Depremde Yumuşak Kat Sorunu
Binaların bazı katlarında özellikle zemin katlarda betonarme binaların deprem esnasında yıkılmasının en mühim mimari tasarım hatalarından birisi yumuşak kat meydana gelmesidir. Bir katın yumuşak kat olarak kabul edilmesi için hemen üstündeki katın yanal rijitliğinin % 70’inden az olması gerekir. Yada üstte bulunan üç katın toplam rijitliklerinin % 40’ından az olması lazımdır.
Yumuşak katın meydana getirdiği olumsuzluklar,
- Kolonlarda mafsallaşmadan dolayı sünekliliğin sınırlı kalması,
- Oluşacak hasar sonrası onarımın güç olması,
- Bütün enerji tüketiminin tek bir katta yoğunlaşmış olması,
- Deprem sonrası binaların ağır hasar alması veya göçmesi olarak sıralanabilir. (Şekil 1 ve 2)
Zemin katlarda yumuşak kat
Yumuşak kat sorununun çözümüne yönelik ek önlem alınmaması, zemin kat döşemelerinin binanın yanal rijitliğine fazlaca katkısı olmayan dişli döşeme olarak düzenlenmesi ve kolon boyutlarının üst kat kolonlarla aynı mertebelerde düzenlenmesi mevcut durumu daha da kötüleştirmiştir.

══════════════════════════════

Yapılacak görevler:
a - Aşağıdaki ifadelerin yumuşak kat metniyle uyuşup uyuşmadığını evet ya da hayır diye belirtin ve her birinde karara götüren sözcükleri metinden aynen alıntılayın: (i) Bir katın yumuşak kat sayılması için yanal rijitliğinin hemen üstündeki katın %70'inden az olması gerekir. (ii) Yumuşak kat, hasar sonrasında onarımı kolaylaştırır. (iii) Yumuşak kat, enerji tüketimini bütün katlara eşit biçimde dağıtır.
b - Yumuşak kat metninden bir kısmı aynen çıkarın: "Depremde Yumuşak Kat" sözcüklerinin geçtiği yerden başlayın, "(Şekil 1 ve 2)" sözcüklerinden sonra durun.

Toplanan veriler:
══════════════════════════════

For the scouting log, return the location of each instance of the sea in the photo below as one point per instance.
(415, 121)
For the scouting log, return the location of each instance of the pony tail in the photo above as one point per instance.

══════════════════════════════

Eksiksiz yanıtlar:
a -
(i) Evet: "Bir katın yumuşak kat olarak kabul edilmesi için hemen üstündeki katın yanal rijitliğinin % 70’inden az olması gerekir."
(ii) Hayır: "Oluşacak hasar sonrası onarımın güç olması"
(iii) Hayır: "Bütün enerji tüketiminin tek bir katta yoğunlaşmış olması"

b -
Depremde Yumuşak Kat Sorunu
Binaların bazı katlarında özellikle zemin katlarda betonarme binaların deprem esnasında yıkılmasının en mühim mimari tasarım hatalarından birisi yumuşak kat meydana gelmesidir. Bir katın yumuşak kat olarak kabul edilmesi için hemen üstündeki katın yanal rijitliğinin % 70’inden az olması gerekir. Yada üstte bulunan üç katın toplam rijitliklerinin % 40’ından az olması lazımdır.
Yumuşak katın meydana getirdiği olumsuzluklar,
- Kolonlarda mafsallaşmadan dolayı sünekliliğin sınırlı kalması,
- Oluşacak hasar sonrası onarımın güç olması,
- Bütün enerji tüketiminin tek bir katta yoğunlaşmış olması,
- Deprem sonrası binaların ağır hasar alması veya göçmesi olarak sıralanabilir. (Şekil 1 ve 2)